::: LISTED ENTRIES :::

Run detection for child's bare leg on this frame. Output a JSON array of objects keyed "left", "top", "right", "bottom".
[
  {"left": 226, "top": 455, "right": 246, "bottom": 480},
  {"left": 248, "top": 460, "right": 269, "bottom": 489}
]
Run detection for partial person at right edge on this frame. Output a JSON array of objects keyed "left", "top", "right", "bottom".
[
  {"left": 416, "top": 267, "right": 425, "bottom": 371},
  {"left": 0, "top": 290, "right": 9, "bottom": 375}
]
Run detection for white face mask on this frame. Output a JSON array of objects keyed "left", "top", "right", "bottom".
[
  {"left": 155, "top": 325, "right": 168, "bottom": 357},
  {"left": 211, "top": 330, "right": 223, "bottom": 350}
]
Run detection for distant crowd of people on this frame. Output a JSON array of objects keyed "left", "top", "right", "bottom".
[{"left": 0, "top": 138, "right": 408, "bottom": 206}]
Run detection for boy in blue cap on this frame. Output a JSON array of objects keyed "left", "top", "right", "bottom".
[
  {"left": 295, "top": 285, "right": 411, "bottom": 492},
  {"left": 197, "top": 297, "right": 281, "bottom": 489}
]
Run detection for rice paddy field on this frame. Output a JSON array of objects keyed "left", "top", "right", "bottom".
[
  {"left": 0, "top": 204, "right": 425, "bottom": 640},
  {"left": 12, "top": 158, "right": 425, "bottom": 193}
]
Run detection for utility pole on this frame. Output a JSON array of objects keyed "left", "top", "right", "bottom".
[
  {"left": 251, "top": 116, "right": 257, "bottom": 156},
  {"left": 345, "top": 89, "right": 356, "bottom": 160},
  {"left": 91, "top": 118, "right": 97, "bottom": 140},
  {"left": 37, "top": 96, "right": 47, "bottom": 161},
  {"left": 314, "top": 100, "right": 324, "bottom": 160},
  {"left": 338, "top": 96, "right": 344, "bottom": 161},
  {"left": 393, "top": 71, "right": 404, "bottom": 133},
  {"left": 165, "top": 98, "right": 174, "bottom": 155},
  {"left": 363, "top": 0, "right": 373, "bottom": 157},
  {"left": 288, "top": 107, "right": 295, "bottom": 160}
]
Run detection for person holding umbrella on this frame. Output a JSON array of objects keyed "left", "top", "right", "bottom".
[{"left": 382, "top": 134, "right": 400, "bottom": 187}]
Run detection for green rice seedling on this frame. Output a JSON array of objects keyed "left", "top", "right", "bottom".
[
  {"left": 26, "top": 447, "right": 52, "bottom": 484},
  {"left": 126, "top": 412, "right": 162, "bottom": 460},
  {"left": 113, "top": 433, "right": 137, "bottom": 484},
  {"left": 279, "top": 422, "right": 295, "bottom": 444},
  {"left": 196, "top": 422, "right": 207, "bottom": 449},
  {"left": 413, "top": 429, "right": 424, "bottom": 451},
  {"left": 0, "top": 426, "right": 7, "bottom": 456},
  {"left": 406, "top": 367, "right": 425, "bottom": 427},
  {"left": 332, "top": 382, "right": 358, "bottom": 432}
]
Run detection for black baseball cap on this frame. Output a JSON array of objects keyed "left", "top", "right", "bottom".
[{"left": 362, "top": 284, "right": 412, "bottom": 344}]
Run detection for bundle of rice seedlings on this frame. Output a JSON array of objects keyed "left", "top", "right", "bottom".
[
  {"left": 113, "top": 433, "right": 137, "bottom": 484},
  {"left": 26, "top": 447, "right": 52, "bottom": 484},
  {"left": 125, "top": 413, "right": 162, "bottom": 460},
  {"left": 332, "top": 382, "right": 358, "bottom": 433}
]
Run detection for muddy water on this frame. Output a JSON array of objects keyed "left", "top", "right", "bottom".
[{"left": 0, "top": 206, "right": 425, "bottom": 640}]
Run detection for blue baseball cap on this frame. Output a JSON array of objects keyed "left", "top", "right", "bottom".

:::

REQUEST: Extract all of the data above without altering anything.

RESULT OF THIS EXERCISE:
Run detection for child's bare leg on this frame. Output a JSON array of objects keyed "left", "top", "right", "bottom".
[
  {"left": 226, "top": 455, "right": 246, "bottom": 480},
  {"left": 248, "top": 460, "right": 269, "bottom": 489}
]
Run detection for partial person at right edge on this frame. Output a JSON array of objects keyed "left", "top", "right", "bottom".
[
  {"left": 416, "top": 267, "right": 425, "bottom": 371},
  {"left": 0, "top": 290, "right": 9, "bottom": 375}
]
Run detection for white face mask on this frame. Output a JSON array of objects keyed "left", "top", "right", "bottom".
[
  {"left": 155, "top": 325, "right": 168, "bottom": 357},
  {"left": 211, "top": 330, "right": 223, "bottom": 350}
]
Run detection for distant crowd of people on this frame. Output a JSON array of objects keyed "left", "top", "right", "bottom".
[{"left": 0, "top": 138, "right": 408, "bottom": 206}]
Run detection for boy in blue cap on this frame. Output a JSON array of objects keyed "left", "top", "right", "bottom".
[
  {"left": 295, "top": 285, "right": 411, "bottom": 492},
  {"left": 197, "top": 297, "right": 281, "bottom": 489}
]
Run detection for rice paddy field on this frame. Output a JSON array of objects keyed "left", "top", "right", "bottom".
[
  {"left": 0, "top": 204, "right": 425, "bottom": 640},
  {"left": 12, "top": 158, "right": 425, "bottom": 193}
]
Run detection for utility pole on this frame. Output a JSON array of objects keyed "left", "top", "right", "bottom".
[
  {"left": 251, "top": 116, "right": 257, "bottom": 156},
  {"left": 345, "top": 89, "right": 356, "bottom": 160},
  {"left": 91, "top": 118, "right": 97, "bottom": 140},
  {"left": 37, "top": 96, "right": 47, "bottom": 161},
  {"left": 314, "top": 100, "right": 324, "bottom": 160},
  {"left": 338, "top": 96, "right": 344, "bottom": 161},
  {"left": 393, "top": 71, "right": 404, "bottom": 133},
  {"left": 165, "top": 98, "right": 174, "bottom": 155},
  {"left": 363, "top": 0, "right": 373, "bottom": 157},
  {"left": 288, "top": 107, "right": 295, "bottom": 160}
]
Run detection for person holding umbrella on this frame. Output a JSON array of objects keyed "left", "top", "right", "bottom".
[{"left": 382, "top": 134, "right": 400, "bottom": 187}]
Run detection for green rice seedling on this frame. Output a JSON array of objects keyed "left", "top", "right", "bottom".
[
  {"left": 26, "top": 447, "right": 52, "bottom": 484},
  {"left": 126, "top": 412, "right": 162, "bottom": 460},
  {"left": 113, "top": 433, "right": 137, "bottom": 484},
  {"left": 279, "top": 422, "right": 295, "bottom": 444},
  {"left": 196, "top": 422, "right": 207, "bottom": 449},
  {"left": 413, "top": 429, "right": 424, "bottom": 451},
  {"left": 0, "top": 426, "right": 7, "bottom": 456},
  {"left": 406, "top": 367, "right": 425, "bottom": 427},
  {"left": 332, "top": 382, "right": 358, "bottom": 432}
]
Run detection for black baseball cap on this frame. Output a JSON array of objects keyed "left", "top", "right", "bottom".
[{"left": 362, "top": 284, "right": 412, "bottom": 344}]
Run detection for bundle of rice seedlings on this frame. Output a JSON array of objects keyed "left", "top", "right", "bottom".
[
  {"left": 113, "top": 433, "right": 137, "bottom": 484},
  {"left": 26, "top": 447, "right": 52, "bottom": 484},
  {"left": 125, "top": 413, "right": 162, "bottom": 460},
  {"left": 332, "top": 382, "right": 358, "bottom": 433}
]
Run detection for muddy water on this frame. Output a JSON array of objects keyed "left", "top", "right", "bottom".
[{"left": 0, "top": 206, "right": 425, "bottom": 640}]
Run detection for blue baseball cap on this frame. Output a JSON array of objects keyed "left", "top", "right", "bottom".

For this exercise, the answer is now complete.